§ **Aim of the exercise**:
In the lines below, find the one that contains "the red fabric" and write it out exactly, along with every line that follows it.

§ **Data rows**:
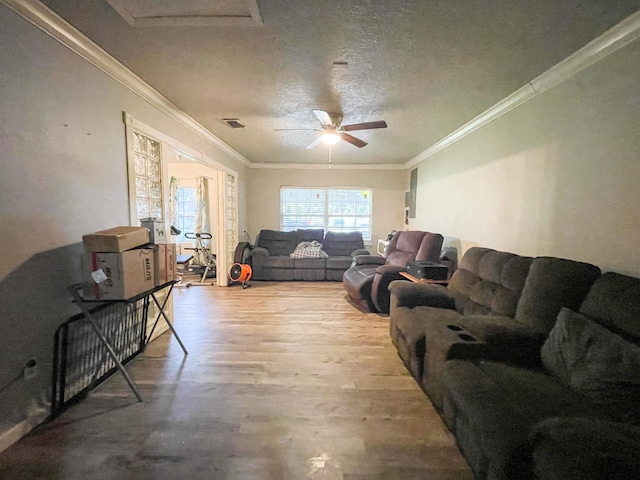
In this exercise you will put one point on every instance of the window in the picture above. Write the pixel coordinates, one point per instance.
(335, 210)
(186, 213)
(148, 180)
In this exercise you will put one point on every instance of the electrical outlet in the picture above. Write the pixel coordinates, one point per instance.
(30, 369)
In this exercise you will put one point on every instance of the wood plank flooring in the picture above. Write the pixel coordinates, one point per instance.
(283, 381)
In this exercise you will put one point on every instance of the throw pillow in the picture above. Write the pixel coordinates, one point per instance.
(595, 362)
(309, 250)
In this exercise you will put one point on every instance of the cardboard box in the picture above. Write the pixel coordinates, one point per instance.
(157, 231)
(117, 239)
(117, 276)
(164, 260)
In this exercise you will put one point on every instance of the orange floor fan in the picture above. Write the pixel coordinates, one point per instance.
(240, 273)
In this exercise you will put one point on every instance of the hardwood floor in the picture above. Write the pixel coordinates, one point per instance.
(283, 381)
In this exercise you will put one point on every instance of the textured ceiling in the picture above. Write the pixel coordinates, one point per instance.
(425, 66)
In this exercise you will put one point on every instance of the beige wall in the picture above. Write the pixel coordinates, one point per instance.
(557, 176)
(63, 173)
(263, 194)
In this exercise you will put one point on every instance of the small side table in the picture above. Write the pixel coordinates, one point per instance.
(105, 341)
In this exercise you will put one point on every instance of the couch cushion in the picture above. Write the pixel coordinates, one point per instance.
(614, 301)
(310, 234)
(501, 278)
(342, 243)
(491, 406)
(553, 283)
(596, 363)
(277, 242)
(311, 249)
(584, 449)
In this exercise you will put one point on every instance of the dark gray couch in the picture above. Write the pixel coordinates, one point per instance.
(535, 369)
(271, 257)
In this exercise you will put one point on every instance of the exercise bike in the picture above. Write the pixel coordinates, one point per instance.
(204, 258)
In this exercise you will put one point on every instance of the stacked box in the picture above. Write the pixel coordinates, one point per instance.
(117, 239)
(117, 275)
(157, 231)
(118, 263)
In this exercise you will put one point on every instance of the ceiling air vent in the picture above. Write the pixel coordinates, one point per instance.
(233, 122)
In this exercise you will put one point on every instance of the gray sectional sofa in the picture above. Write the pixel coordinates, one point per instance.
(271, 256)
(533, 363)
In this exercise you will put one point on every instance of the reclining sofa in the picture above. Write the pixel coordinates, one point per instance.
(326, 258)
(367, 281)
(533, 363)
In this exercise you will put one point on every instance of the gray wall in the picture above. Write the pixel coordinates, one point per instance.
(263, 194)
(63, 174)
(558, 176)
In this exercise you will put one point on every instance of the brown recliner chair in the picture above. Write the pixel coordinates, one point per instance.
(367, 280)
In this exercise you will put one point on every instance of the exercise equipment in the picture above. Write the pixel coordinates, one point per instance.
(240, 273)
(204, 258)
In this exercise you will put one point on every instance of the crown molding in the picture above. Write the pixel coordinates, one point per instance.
(326, 166)
(612, 40)
(60, 30)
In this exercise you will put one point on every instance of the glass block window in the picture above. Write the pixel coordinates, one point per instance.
(335, 210)
(148, 178)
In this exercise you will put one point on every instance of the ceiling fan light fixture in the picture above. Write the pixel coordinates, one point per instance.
(330, 138)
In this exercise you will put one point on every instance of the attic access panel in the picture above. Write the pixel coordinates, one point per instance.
(169, 13)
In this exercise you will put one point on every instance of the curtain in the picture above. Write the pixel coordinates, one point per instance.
(202, 211)
(173, 201)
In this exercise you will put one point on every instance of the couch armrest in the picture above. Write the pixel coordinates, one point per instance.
(584, 449)
(368, 260)
(409, 294)
(259, 252)
(391, 270)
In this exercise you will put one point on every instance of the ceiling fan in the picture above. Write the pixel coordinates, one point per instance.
(333, 131)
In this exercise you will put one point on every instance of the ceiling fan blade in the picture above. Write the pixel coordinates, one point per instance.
(296, 130)
(364, 126)
(324, 117)
(314, 143)
(353, 140)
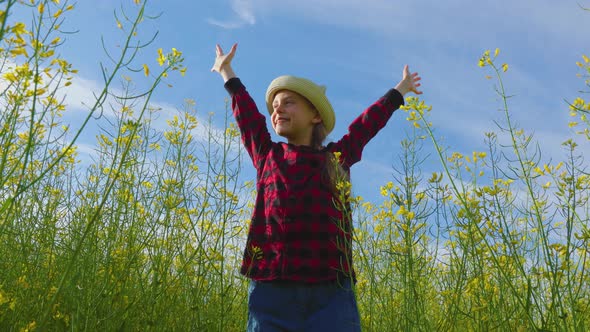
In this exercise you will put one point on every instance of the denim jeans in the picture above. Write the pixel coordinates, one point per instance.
(291, 306)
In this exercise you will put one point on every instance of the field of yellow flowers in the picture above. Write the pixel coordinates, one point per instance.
(150, 234)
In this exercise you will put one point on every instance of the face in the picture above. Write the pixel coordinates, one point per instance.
(293, 117)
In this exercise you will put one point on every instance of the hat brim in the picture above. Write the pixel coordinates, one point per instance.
(314, 93)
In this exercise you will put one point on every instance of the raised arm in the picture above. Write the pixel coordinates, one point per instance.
(252, 124)
(374, 118)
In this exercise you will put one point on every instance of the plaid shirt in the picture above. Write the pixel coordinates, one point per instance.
(298, 232)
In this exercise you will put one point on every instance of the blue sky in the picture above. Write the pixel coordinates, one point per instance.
(358, 49)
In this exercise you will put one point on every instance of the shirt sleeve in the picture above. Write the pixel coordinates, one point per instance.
(252, 123)
(366, 126)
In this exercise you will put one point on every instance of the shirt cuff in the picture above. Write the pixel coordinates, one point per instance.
(233, 85)
(395, 98)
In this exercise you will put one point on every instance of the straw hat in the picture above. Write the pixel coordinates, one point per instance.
(316, 94)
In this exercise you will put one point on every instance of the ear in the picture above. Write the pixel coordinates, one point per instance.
(317, 118)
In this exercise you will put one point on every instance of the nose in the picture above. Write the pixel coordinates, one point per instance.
(279, 108)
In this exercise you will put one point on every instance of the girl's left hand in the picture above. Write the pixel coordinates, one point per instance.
(409, 82)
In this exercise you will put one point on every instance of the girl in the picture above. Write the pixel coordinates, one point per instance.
(298, 252)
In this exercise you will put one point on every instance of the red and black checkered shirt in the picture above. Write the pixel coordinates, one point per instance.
(298, 232)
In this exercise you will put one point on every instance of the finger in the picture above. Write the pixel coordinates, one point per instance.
(232, 51)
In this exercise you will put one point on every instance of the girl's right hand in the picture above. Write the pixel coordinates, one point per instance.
(223, 61)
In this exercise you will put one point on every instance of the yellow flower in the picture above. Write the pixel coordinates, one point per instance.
(161, 57)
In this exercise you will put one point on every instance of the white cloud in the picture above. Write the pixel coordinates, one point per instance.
(244, 16)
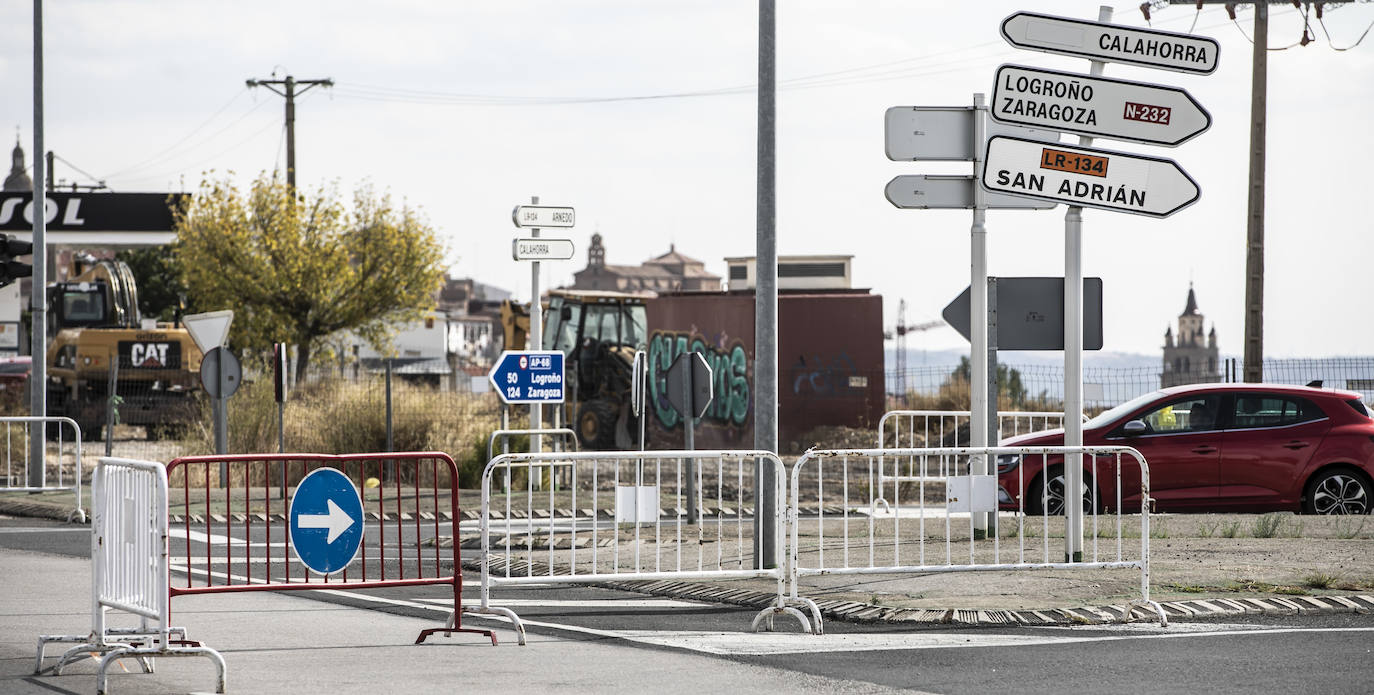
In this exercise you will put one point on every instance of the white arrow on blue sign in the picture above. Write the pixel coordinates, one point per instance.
(529, 377)
(326, 518)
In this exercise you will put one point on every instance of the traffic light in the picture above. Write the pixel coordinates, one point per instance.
(11, 269)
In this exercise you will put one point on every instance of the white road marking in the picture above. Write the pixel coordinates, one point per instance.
(775, 643)
(55, 529)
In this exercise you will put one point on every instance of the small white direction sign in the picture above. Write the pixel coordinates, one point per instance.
(542, 249)
(941, 133)
(1097, 106)
(951, 192)
(1090, 177)
(1112, 43)
(539, 216)
(209, 330)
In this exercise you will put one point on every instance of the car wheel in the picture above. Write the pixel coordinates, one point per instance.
(1337, 491)
(1049, 499)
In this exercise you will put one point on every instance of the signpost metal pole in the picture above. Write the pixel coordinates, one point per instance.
(536, 339)
(978, 313)
(221, 422)
(39, 397)
(994, 420)
(767, 551)
(690, 444)
(1073, 359)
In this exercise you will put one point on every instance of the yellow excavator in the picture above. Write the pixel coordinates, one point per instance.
(598, 333)
(94, 326)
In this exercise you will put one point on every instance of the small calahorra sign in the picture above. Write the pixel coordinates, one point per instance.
(1112, 43)
(1088, 177)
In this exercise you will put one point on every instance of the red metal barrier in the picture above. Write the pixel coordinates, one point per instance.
(417, 499)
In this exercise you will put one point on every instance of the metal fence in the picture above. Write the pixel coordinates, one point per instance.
(631, 515)
(933, 530)
(935, 429)
(403, 541)
(129, 574)
(1042, 385)
(61, 458)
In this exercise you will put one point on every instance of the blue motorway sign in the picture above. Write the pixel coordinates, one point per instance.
(326, 521)
(529, 377)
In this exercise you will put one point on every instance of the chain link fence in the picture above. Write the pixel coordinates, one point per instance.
(1040, 386)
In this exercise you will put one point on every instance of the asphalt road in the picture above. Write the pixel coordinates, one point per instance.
(1301, 654)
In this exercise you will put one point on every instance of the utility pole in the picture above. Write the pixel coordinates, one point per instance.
(289, 92)
(767, 552)
(1255, 223)
(1253, 355)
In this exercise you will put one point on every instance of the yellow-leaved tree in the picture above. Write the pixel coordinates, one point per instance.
(300, 267)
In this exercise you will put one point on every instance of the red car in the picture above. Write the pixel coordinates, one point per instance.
(1216, 447)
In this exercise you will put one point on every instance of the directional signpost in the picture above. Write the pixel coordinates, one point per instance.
(326, 518)
(1029, 313)
(533, 217)
(1088, 177)
(1112, 43)
(536, 216)
(935, 133)
(542, 249)
(1097, 106)
(533, 377)
(951, 192)
(690, 390)
(210, 331)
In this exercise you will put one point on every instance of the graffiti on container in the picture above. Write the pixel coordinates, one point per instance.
(815, 377)
(728, 368)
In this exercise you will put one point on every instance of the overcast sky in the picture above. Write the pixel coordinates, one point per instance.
(642, 116)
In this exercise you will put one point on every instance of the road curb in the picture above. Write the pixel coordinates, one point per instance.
(867, 613)
(43, 510)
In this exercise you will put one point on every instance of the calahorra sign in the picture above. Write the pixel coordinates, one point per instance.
(1112, 43)
(1097, 106)
(1088, 177)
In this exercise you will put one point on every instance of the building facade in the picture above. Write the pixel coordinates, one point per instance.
(1190, 357)
(671, 272)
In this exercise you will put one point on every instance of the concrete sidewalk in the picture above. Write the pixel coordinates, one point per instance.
(279, 643)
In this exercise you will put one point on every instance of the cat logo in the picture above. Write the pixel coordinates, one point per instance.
(149, 355)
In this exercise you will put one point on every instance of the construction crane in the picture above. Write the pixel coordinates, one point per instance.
(900, 334)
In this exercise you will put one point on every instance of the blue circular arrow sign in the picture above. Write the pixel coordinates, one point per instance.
(326, 521)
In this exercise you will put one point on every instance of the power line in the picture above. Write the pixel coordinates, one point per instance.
(187, 136)
(289, 85)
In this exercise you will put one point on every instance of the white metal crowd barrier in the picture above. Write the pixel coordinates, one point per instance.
(862, 540)
(921, 429)
(623, 517)
(926, 429)
(129, 574)
(62, 458)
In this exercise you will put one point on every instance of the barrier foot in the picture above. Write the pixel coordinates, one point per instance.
(815, 616)
(43, 644)
(146, 655)
(767, 616)
(506, 613)
(1147, 605)
(448, 632)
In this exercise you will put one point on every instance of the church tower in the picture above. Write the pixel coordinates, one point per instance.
(1190, 356)
(18, 179)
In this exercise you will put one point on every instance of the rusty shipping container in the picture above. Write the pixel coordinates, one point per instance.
(830, 370)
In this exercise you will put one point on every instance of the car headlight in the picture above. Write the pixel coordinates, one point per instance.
(1007, 462)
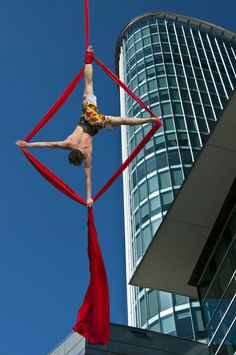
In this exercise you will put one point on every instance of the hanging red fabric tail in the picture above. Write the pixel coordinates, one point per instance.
(120, 83)
(52, 178)
(60, 101)
(86, 22)
(93, 321)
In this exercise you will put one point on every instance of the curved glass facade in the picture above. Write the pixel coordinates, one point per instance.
(217, 289)
(185, 70)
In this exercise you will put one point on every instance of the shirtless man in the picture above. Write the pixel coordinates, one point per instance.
(81, 140)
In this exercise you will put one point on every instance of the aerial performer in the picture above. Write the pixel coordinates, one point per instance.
(80, 141)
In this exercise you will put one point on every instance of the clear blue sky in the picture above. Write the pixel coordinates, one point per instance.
(43, 243)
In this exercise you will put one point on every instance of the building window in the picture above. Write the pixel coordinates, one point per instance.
(167, 198)
(143, 312)
(164, 179)
(161, 160)
(144, 213)
(146, 237)
(184, 324)
(177, 177)
(152, 303)
(168, 325)
(155, 205)
(143, 191)
(141, 173)
(152, 184)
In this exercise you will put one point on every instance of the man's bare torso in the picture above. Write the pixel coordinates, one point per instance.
(80, 140)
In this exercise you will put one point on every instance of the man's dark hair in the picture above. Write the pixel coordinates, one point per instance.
(75, 157)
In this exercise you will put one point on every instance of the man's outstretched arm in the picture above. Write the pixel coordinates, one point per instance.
(59, 144)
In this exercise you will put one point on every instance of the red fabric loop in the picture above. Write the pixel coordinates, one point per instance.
(93, 321)
(88, 57)
(86, 22)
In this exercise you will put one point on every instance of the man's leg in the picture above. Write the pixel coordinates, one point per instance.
(130, 121)
(88, 76)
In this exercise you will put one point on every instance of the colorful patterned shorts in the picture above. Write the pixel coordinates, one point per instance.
(91, 120)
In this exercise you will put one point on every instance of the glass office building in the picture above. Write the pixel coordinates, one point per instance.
(185, 70)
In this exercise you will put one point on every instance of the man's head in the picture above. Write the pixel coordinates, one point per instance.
(75, 157)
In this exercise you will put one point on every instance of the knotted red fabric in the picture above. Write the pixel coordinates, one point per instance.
(93, 316)
(95, 308)
(88, 57)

§ **Task solution**:
In this exercise you will put one point on every instance of the red fabric loop in the picture above. Write the pixel coordinates, one point per instance.
(93, 321)
(88, 57)
(86, 22)
In this exercise you will put one point on every instance of the man's leg in the picture above. Write the pixel coordinates, one point per instance.
(130, 121)
(88, 76)
In this exercise you will put one point on every instance of the colorful patterned shorts in the picture above. Write the pixel coordinates, one point per instance.
(91, 120)
In this exercise you will put one point on every instance of the glass office building in the picture above. Write the pixel coordinates, one point per instance.
(185, 70)
In this exercise you will put one point on every instance of the man's head in the picture above. Write the pixel coordinates, one point per instance.
(75, 157)
In this exercise you will put one point on every instance of the knotted red fabric in the picture above. Write the pixel coordinates, one point per instance.
(93, 316)
(95, 308)
(88, 57)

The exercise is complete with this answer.